Saturday, January 17, 2026

My, How Time Flies

 

Exactly 35 years ago today, January 17th, 1991, I was at Dhahran Air Base, Kingdom of Saudi Arabia, where I had been since August 8th, 1990 in support of Operation DESERT SHIELD.  It was 0100 hours or so (that's 1AM for you civilians) and I was posted as CM-3, the mobile patrol for the part of the flightline that included the parking area for the Kuwaiti aircraft that had been evacuated out of the country when the Iraqis invaded Kuwait the previous August.  One of the things about the fighters from my base (Langley AFB, Va) was that they ran flight operations 24/7, so it wasn't unusual to see jets taking off and landing at all hours of the day and night.  They always flew in groups of 4, but they always took off in pairs.  So it wasn't unusual for me to see several pairs of aircraft taking off at 0100 hours.

Then it suddenly dawned on me that I had been hearing aircraft taking off non-stop for the past fifteen minutes, and that was unusual. I parked my vehicle and sat on the ramp, watching pair after pair of F-15s take off one after the other.  I sat and watched for a good half an hour, and when the final pair of F-15s had left it was strangely quiet.  I had just watched both squadrons of F-15s leave the base, all headed northeast - towards Iraq.

## The data
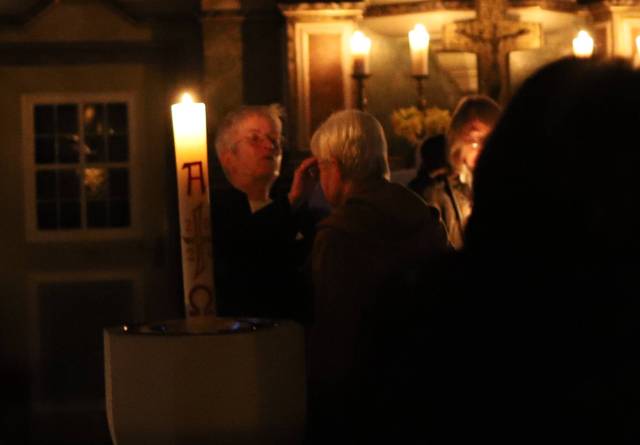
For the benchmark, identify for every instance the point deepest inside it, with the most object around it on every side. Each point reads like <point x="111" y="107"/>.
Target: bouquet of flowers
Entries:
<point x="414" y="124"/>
--
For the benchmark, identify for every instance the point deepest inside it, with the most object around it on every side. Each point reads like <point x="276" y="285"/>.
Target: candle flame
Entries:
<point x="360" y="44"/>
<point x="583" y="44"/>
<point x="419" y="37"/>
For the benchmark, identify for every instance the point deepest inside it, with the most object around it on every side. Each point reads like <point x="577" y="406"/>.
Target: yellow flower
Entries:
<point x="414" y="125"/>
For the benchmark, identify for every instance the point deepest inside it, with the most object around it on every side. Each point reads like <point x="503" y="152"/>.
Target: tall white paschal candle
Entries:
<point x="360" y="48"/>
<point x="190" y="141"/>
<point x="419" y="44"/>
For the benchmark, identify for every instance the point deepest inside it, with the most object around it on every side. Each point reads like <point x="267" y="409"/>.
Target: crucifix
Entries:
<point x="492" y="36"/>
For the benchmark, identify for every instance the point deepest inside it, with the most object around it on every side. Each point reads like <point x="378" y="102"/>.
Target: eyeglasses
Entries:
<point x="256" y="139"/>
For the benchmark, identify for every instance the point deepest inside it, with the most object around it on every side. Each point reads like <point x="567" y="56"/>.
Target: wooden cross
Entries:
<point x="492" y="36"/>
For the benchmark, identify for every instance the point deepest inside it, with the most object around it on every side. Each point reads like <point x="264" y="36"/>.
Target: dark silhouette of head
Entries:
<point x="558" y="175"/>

## Task instructions
- a) Copy everything from "Then it suddenly" down to "- towards Iraq." in the Dhahran post, renaming "ramp" as "tarmac".
- b) Say whether each statement agrees with the Dhahran post, answering yes or no and quoting the words that decide it: (i) The writer had been at Dhahran Air Base since August 8th, 1990. (ii) The fighters from the writer's base always took off in groups of four. (iii) The departing F-15s were all headed southwest.

## Responses per task
- a)
Then it suddenly dawned on me that I had been hearing aircraft taking off non-stop for the past fifteen minutes, and that was unusual. I parked my vehicle and sat on the tarmac, watching pair after pair of F-15s take off one after the other.  I sat and watched for a good half an hour, and when the final pair of F-15s had left it was strangely quiet.  I had just watched both squadrons of F-15s leave the base, all headed northeast - towards Iraq.

- b)
(i) Yes: "where I had been since August 8th, 1990"
(ii) No: "They always flew in groups of 4, but they always took off in pairs."
(iii) No: "all headed northeast - towards Iraq"